Exercise instructions: Set down the part of the editorial below from "We’d like to" to "public appreciates you.", word for word.

Extract to read START

Editorials

Bloom articulates specific grievance against ASF, finally

We’d like to interrupt the continuous coverage of coronavirus to take Monongalia County Commissioner Tom Bloom up on his offer to write an editorial about his comments regarding the Appalachian Stewardship Foundation.

Thank you, sir, for offering yourself up as a distraction. The public appreciates you.

Let us preface this editorial by saying that we like Bloom. But it is our job as a trusted news source to follow up on accusations made on the public record against an entity. Particularly if the support for such an accusation is unclear.

We reported a claim (DP 01-16-20) Bloom made that the Appalachian Stewardship Foundation had only spent $355,400 of the $4 million it received as part of an agreement with Longview on “stream and forest remediation.” The other half of the claim was that ASF had spent $1,244,609 on “lawyers and other fees.” Bloom’s source for this information was a letter from Longview president Jeffrey Keffer.

Five days later, ASF representatives posted a response online stating they have not paid legal fees to any lawyer.

We published a follow-up article (DP 02-12-20) after doing our own accounting and reported $1.6 million had been set aside in an endowment fund but $2.2 million had been awarded in the form of 99 grants to environmental organizations in the region. This accounts for $3.8 million.

At the time that article was printed, Bloom had not responded to multiple requests for comment.

Extract to read END
Data excerpts START

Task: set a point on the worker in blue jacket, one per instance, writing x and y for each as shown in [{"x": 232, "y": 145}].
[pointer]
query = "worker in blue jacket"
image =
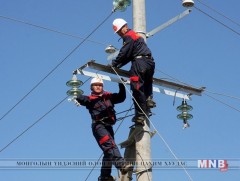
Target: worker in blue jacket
[
  {"x": 135, "y": 49},
  {"x": 100, "y": 105}
]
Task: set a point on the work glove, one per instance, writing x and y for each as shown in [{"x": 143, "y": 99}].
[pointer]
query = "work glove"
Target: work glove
[
  {"x": 74, "y": 100},
  {"x": 75, "y": 72}
]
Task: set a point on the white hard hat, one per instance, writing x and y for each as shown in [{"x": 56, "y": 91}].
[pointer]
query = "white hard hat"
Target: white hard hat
[
  {"x": 118, "y": 24},
  {"x": 96, "y": 80}
]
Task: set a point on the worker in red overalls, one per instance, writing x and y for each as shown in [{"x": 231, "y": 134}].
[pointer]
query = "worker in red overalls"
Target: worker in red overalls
[
  {"x": 135, "y": 49},
  {"x": 100, "y": 105}
]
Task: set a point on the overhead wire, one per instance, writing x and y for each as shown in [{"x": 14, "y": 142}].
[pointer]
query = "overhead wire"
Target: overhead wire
[
  {"x": 226, "y": 26},
  {"x": 206, "y": 90},
  {"x": 218, "y": 21},
  {"x": 63, "y": 60},
  {"x": 221, "y": 14},
  {"x": 29, "y": 127},
  {"x": 48, "y": 29}
]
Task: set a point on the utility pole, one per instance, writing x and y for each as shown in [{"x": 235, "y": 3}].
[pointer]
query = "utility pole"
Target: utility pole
[{"x": 143, "y": 143}]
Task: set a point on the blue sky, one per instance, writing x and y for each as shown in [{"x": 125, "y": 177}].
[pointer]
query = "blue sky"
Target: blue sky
[{"x": 196, "y": 50}]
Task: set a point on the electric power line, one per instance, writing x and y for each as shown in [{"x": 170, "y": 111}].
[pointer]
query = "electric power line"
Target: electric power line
[
  {"x": 15, "y": 139},
  {"x": 63, "y": 60},
  {"x": 226, "y": 26},
  {"x": 214, "y": 10},
  {"x": 48, "y": 29}
]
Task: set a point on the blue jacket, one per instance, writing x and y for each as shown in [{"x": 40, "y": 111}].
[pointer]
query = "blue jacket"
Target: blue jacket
[{"x": 133, "y": 45}]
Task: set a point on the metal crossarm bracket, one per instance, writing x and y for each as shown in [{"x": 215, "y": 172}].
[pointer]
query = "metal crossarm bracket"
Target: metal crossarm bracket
[{"x": 189, "y": 90}]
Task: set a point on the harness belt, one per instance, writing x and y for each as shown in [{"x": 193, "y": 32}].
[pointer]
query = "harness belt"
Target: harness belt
[
  {"x": 143, "y": 56},
  {"x": 101, "y": 121}
]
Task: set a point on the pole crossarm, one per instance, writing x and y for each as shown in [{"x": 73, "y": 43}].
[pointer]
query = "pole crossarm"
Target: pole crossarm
[{"x": 190, "y": 90}]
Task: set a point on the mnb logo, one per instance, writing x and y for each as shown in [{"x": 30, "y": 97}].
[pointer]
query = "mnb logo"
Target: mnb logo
[{"x": 221, "y": 164}]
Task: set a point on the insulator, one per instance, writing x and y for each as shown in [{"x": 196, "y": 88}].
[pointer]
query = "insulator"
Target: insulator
[
  {"x": 110, "y": 49},
  {"x": 184, "y": 116},
  {"x": 188, "y": 3},
  {"x": 74, "y": 83},
  {"x": 184, "y": 107},
  {"x": 74, "y": 92}
]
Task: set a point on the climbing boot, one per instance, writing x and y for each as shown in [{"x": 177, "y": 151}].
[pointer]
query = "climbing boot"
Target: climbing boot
[
  {"x": 150, "y": 102},
  {"x": 106, "y": 178},
  {"x": 139, "y": 120},
  {"x": 126, "y": 168}
]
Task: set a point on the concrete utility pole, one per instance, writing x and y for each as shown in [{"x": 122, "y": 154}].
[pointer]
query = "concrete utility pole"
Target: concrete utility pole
[{"x": 143, "y": 143}]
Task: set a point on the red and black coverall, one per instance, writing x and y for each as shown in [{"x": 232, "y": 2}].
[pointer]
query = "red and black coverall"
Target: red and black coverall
[
  {"x": 135, "y": 49},
  {"x": 101, "y": 109}
]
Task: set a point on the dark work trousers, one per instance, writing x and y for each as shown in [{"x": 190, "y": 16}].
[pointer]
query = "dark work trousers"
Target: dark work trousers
[
  {"x": 104, "y": 136},
  {"x": 141, "y": 82}
]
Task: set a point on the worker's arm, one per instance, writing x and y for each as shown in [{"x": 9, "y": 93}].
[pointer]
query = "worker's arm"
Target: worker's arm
[
  {"x": 120, "y": 96},
  {"x": 83, "y": 100},
  {"x": 125, "y": 53}
]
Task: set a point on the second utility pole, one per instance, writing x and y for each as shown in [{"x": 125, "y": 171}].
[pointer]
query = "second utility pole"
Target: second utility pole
[{"x": 143, "y": 143}]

Data excerpts END

Worked solution:
We’d like to interrupt the continuous coverage of coronavirus to take Monongalia County Commissioner Tom Bloom up on his offer to write an editorial about his comments regarding the Appalachian Stewardship Foundation.

Thank you, sir, for offering yourself up as a distraction. The public appreciates you.